# TASK STATEMENT
Gather every row below that contains the word "baby", and copy each of those rows in full.

(Excerpts from a point labeling dataset)
····················

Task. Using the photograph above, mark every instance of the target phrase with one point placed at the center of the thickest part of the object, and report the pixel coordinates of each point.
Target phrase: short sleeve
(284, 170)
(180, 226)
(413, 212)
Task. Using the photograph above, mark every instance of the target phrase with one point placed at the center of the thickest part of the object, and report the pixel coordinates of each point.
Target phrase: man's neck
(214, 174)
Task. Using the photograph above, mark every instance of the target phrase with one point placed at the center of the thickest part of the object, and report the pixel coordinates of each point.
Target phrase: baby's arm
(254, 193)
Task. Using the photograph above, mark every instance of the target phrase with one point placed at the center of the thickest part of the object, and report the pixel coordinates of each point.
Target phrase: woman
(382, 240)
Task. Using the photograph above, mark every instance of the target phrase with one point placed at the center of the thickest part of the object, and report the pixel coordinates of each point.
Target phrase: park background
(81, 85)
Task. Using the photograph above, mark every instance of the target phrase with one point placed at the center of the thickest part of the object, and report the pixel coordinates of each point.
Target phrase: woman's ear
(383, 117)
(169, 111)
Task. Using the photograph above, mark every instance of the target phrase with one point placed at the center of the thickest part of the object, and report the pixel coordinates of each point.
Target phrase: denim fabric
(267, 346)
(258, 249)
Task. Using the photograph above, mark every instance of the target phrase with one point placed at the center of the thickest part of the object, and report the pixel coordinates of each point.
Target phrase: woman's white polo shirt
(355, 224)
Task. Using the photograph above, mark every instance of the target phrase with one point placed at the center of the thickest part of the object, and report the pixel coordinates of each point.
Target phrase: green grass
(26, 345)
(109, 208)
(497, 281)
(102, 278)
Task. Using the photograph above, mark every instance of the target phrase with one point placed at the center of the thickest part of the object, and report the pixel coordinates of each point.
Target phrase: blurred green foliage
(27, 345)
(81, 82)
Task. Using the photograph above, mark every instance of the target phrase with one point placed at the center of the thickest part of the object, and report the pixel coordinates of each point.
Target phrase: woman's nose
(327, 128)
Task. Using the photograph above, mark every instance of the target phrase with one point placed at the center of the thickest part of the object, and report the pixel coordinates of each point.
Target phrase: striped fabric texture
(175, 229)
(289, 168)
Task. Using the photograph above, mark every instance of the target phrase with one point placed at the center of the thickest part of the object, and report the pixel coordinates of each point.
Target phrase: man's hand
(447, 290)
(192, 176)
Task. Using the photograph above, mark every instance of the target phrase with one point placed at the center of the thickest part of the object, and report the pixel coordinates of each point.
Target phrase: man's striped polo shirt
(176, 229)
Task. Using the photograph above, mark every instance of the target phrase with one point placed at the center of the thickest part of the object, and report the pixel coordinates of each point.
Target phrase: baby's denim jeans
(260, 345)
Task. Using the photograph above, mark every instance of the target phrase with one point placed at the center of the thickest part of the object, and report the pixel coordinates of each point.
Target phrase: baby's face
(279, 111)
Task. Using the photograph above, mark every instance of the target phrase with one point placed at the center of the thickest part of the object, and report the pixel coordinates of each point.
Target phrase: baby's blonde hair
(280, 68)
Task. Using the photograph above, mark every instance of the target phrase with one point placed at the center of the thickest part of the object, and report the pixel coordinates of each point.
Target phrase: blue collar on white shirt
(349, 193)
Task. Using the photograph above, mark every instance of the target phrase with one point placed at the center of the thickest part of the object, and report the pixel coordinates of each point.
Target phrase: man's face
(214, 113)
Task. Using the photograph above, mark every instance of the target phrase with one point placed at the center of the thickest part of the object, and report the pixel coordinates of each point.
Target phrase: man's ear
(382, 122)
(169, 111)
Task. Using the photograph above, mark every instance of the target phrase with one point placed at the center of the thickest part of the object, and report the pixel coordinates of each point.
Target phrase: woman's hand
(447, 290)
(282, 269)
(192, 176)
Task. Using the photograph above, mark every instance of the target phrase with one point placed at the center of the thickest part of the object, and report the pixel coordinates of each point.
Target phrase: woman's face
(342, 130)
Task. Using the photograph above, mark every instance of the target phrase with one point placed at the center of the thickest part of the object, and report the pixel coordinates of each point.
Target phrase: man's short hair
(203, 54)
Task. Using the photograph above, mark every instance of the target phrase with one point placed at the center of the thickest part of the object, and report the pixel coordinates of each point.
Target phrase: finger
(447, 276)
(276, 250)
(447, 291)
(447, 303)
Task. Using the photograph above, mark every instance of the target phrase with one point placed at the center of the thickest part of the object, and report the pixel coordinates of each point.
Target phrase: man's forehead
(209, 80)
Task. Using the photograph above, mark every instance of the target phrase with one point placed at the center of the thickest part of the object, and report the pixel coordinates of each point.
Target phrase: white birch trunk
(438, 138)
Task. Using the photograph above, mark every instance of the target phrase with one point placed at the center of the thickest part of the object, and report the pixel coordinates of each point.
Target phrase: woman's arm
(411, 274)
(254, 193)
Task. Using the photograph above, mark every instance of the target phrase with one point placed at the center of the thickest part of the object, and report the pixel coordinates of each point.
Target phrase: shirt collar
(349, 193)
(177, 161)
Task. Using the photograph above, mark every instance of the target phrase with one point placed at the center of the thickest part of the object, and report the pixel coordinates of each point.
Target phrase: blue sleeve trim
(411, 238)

····················

# ANSWER IN FULL
Target phrase: baby's arm
Target phrase: baby's denim jeans
Target phrase: baby's face
Target phrase: baby's blonde hair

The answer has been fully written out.